Only the female of Agelena gaerdesi has been formally described, and identification of males remains problematic.

The female has a total body length of 8 mm, with the cephalothorax measuring 3.5 mm and the opisthosoma 4.5 mm. The eye arrangement consists of both eye rows being procurved, with the anterior tangent of the median eyes cutting the lateral eyes in the middle, while the anterior tangent of the posterior median eyes touches the posterior median eyes from behind.

The epigyne is distinctive among Agelena species, appearing as a shallow, plate-like depression without anterior elevations or median septum. In the center, there is a pair of circular rings with a ridge that curves somewhat backward in the median area. The lateral margins of this ridge are robust, lacking median teeth, and their ends are curved inward medially.

The cephalothorax is uniformly pale yellow without markings, as is the sternum and leg coxae. The opisthosoma is dorsally pale yellow with a median band extending to the posterior end. This band is bordered laterally by deep black wavy lines composed of closely packed white spots. The median band encloses a yellowish, non-white spotted median wedge that contains three pairs of small black spots. Lateral to this median band are four larger, circular black spots, and the sides of the abdomen are covered with numerous small black spots. The ventral surface is uniformly pale yellow, as are the spinnerets.

==Conservation status==
The species is listed as Least Concern due to its wide geographical range and occurrence in multiple protected areas. It is protected in 12 protected areas in South Africa, and no specific conservation actions are currently recommended.

#### [Extracted entries]

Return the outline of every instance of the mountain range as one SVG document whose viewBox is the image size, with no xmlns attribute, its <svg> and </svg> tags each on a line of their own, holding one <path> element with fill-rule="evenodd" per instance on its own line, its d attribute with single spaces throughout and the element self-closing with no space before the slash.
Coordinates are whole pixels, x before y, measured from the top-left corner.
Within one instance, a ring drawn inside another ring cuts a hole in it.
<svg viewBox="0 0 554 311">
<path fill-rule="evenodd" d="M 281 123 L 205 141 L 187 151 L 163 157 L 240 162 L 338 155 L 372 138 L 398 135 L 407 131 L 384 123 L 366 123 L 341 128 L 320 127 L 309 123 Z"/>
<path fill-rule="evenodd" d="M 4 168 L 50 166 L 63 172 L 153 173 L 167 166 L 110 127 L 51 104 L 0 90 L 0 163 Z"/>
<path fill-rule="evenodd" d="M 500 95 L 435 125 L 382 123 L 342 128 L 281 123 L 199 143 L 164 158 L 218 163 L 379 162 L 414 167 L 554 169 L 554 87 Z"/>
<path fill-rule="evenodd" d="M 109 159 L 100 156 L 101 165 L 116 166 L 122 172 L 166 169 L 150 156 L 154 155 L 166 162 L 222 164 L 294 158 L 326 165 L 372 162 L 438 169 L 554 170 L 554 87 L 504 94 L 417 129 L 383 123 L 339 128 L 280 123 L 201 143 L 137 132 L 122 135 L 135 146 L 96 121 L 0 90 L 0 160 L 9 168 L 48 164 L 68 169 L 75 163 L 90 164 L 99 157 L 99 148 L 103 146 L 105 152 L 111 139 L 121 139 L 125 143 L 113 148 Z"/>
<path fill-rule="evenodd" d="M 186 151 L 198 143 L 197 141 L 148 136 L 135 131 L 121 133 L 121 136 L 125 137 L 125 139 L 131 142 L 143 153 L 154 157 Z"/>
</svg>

#### [Tasks for this exercise]
1. Translate this sentence from the passage on Agelena gaerdesi into Spanish: "The ventral surface is uniformly pale yellow, as are the spinnerets."
2. Quote the part of the passage on Agelena gaerdesi that opens with the words "Only the female" and closes with "eyes from behind.".

#### [Answers to the problems]
1. La superficie ventral es uniformemente de color amarillo pálido, al igual que las hileras.

2.
Only the female of Agelena gaerdesi has been formally described, and identification of males remains problematic.

The female has a total body length of 8 mm, with the cephalothorax measuring 3.5 mm and the opisthosoma 4.5 mm. The eye arrangement consists of both eye rows being procurved, with the anterior tangent of the median eyes cutting the lateral eyes in the middle, while the anterior tangent of the posterior median eyes touches the posterior median eyes from behind.